(Natural language region descriptions)
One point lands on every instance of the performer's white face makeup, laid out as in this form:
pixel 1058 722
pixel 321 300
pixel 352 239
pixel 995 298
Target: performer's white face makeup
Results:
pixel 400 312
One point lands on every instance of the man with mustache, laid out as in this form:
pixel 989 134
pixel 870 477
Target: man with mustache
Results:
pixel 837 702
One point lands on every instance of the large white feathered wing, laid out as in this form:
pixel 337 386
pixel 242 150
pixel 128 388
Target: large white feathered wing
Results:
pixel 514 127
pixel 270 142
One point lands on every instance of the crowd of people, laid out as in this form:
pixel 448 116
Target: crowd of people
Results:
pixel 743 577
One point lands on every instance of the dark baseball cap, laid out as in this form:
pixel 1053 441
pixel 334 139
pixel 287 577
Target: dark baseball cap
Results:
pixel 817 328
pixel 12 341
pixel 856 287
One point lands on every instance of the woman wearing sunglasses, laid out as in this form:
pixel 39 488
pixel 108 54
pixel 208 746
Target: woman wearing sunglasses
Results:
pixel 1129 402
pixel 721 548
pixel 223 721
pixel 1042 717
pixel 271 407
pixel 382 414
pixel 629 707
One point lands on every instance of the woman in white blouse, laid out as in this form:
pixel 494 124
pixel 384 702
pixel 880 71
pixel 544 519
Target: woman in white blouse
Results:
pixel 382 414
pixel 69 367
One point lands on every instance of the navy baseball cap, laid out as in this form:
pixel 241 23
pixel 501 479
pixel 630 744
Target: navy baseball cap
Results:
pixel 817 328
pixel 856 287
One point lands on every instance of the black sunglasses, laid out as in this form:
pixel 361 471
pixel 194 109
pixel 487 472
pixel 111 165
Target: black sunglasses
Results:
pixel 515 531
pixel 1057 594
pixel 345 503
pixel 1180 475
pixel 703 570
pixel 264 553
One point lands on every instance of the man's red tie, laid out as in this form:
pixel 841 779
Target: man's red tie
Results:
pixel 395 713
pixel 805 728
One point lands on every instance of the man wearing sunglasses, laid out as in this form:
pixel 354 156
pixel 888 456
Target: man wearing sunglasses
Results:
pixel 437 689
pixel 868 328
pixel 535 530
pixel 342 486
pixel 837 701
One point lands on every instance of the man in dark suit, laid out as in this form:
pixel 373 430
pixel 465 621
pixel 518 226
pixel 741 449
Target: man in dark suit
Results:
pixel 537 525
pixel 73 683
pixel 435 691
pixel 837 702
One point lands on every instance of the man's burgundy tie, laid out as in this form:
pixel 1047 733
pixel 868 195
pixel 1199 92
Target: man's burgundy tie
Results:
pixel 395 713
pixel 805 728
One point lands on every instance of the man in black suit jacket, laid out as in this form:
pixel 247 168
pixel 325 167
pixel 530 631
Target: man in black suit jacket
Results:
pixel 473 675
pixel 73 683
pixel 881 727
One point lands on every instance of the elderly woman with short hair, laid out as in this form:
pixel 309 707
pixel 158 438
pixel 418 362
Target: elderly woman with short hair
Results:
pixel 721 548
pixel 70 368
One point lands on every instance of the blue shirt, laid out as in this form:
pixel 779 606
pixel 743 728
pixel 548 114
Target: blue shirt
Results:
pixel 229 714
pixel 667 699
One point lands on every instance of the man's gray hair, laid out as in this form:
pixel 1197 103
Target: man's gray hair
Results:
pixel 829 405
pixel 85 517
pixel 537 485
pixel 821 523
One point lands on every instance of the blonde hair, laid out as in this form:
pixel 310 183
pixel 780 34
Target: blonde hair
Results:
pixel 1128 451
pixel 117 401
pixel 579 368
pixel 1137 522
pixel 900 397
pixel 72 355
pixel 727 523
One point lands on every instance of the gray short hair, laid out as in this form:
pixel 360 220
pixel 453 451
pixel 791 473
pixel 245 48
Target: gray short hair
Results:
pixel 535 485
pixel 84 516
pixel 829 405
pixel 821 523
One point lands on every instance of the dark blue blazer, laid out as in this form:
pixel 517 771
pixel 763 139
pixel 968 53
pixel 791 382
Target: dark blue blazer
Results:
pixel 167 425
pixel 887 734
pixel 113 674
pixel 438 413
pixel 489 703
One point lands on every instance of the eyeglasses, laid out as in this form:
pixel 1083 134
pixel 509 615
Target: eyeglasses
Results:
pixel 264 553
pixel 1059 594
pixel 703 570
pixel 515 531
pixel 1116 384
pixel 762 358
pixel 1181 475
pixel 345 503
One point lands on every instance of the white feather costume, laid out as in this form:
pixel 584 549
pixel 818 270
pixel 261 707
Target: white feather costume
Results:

Exercise => Answer with a number only: how many lines above include the word "gray"?

Reply to the exercise => 4